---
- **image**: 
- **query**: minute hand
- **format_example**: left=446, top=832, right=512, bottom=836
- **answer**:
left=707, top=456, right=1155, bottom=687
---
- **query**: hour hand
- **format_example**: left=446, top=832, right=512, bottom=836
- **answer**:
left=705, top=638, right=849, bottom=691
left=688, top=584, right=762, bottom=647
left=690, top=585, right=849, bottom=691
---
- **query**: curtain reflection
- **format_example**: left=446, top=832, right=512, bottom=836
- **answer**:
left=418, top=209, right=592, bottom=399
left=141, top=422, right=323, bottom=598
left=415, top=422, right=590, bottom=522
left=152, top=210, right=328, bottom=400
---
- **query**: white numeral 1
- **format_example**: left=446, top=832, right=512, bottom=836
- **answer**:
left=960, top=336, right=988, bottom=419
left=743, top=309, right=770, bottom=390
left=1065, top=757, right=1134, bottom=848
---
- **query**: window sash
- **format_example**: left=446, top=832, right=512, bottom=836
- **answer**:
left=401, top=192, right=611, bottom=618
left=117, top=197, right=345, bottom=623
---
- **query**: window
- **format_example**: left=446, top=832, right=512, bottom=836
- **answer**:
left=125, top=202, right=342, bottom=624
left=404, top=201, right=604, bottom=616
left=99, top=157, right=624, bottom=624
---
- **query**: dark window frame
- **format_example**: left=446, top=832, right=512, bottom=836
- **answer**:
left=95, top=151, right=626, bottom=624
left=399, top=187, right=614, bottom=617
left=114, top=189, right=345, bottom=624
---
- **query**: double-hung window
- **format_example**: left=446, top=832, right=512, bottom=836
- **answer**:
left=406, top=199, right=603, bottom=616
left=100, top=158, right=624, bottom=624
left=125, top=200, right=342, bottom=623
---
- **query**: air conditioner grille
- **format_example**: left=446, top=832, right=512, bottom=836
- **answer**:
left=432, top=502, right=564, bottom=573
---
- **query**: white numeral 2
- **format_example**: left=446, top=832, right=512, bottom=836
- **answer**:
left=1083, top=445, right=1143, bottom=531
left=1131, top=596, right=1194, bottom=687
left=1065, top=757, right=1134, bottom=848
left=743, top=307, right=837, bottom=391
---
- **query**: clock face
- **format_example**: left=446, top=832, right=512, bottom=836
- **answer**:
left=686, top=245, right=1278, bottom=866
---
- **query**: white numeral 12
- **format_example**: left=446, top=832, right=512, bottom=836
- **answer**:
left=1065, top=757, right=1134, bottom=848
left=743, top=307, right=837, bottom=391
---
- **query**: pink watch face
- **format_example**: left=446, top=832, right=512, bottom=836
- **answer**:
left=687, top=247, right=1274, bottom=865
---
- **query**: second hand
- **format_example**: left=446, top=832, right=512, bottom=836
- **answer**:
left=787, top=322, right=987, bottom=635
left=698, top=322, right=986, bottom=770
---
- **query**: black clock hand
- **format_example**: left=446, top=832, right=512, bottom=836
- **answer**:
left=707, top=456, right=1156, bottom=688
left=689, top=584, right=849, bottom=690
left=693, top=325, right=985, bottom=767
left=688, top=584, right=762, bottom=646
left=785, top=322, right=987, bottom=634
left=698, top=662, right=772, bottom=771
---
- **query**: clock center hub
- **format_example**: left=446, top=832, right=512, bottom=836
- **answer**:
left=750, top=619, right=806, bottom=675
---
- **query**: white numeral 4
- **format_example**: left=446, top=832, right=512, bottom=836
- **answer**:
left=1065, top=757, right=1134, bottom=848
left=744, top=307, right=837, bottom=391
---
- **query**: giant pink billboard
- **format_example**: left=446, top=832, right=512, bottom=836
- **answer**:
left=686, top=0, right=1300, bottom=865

════════

Output every entry again, exactly as given.

Result ▸
---
- **image**: 
- **query**: minute hand
- **format_example**: left=446, top=832, right=512, bottom=836
- **answer**:
left=707, top=456, right=1155, bottom=687
---
- **query**: hour hand
- **format_example**: left=446, top=832, right=512, bottom=836
- **answer**:
left=705, top=638, right=849, bottom=691
left=688, top=584, right=762, bottom=647
left=690, top=585, right=849, bottom=691
---
- **query**: curtain reflection
- **format_example**: left=446, top=832, right=512, bottom=836
- **answer**:
left=418, top=209, right=592, bottom=399
left=141, top=422, right=323, bottom=598
left=415, top=422, right=590, bottom=522
left=152, top=210, right=328, bottom=400
---
- **query**: white numeral 1
- **format_example**: left=446, top=832, right=512, bottom=836
- **answer**:
left=960, top=336, right=988, bottom=419
left=743, top=309, right=770, bottom=390
left=1065, top=757, right=1134, bottom=848
---
- **query**: window sash
- **format_example**: left=446, top=832, right=512, bottom=836
- **answer**:
left=401, top=192, right=611, bottom=618
left=117, top=197, right=345, bottom=623
---
- **query**: window
- **format_example**: left=446, top=832, right=512, bottom=836
- **answer**:
left=125, top=202, right=342, bottom=624
left=404, top=201, right=604, bottom=616
left=99, top=157, right=624, bottom=624
---
- **query**: dark window frame
- **format_example**: left=446, top=832, right=512, bottom=836
- **answer**:
left=95, top=151, right=626, bottom=624
left=399, top=187, right=614, bottom=617
left=114, top=189, right=345, bottom=624
---
- **query**: double-hung window
- **format_example**: left=446, top=832, right=512, bottom=836
- **answer**:
left=406, top=199, right=603, bottom=616
left=100, top=158, right=624, bottom=624
left=125, top=200, right=342, bottom=623
---
- **query**: air conditioner grille
- **format_example**: left=446, top=832, right=512, bottom=836
- **answer**:
left=432, top=502, right=564, bottom=573
---
- **query**: white numeral 2
- **format_example**: left=446, top=832, right=512, bottom=836
- **answer**:
left=1083, top=445, right=1143, bottom=531
left=1131, top=596, right=1194, bottom=687
left=1065, top=757, right=1134, bottom=848
left=743, top=307, right=837, bottom=391
---
- **query**: clock face
- **format_example**: left=446, top=832, right=512, bottom=836
- **answer**:
left=686, top=245, right=1278, bottom=866
---
- **query**: white numeral 12
- **format_example**: left=446, top=832, right=512, bottom=836
- **answer**:
left=1065, top=757, right=1134, bottom=848
left=743, top=307, right=837, bottom=391
---
- **query**: pink watch face
- **format_example**: left=446, top=832, right=512, bottom=836
- **answer**:
left=687, top=247, right=1274, bottom=865
---
- **query**: second hand
- **format_example**: left=446, top=832, right=512, bottom=836
- **answer**:
left=787, top=322, right=987, bottom=635
left=698, top=322, right=986, bottom=770
---
- **query**: black clock hand
- **format_example**: left=446, top=832, right=512, bottom=836
- **answer**:
left=707, top=456, right=1156, bottom=688
left=689, top=584, right=849, bottom=690
left=693, top=325, right=985, bottom=767
left=688, top=584, right=762, bottom=646
left=785, top=322, right=987, bottom=634
left=698, top=662, right=772, bottom=771
---
- **query**: clock center hub
- **format_example**: left=446, top=832, right=512, bottom=836
- **answer**:
left=750, top=619, right=806, bottom=675
---
- **query**: white numeral 4
- **format_example**: left=446, top=832, right=512, bottom=836
- **answer**:
left=1065, top=757, right=1134, bottom=848
left=744, top=307, right=837, bottom=391
---
- **query**: giant pink billboard
- **format_example**: left=446, top=832, right=512, bottom=836
- **answer**:
left=686, top=0, right=1300, bottom=865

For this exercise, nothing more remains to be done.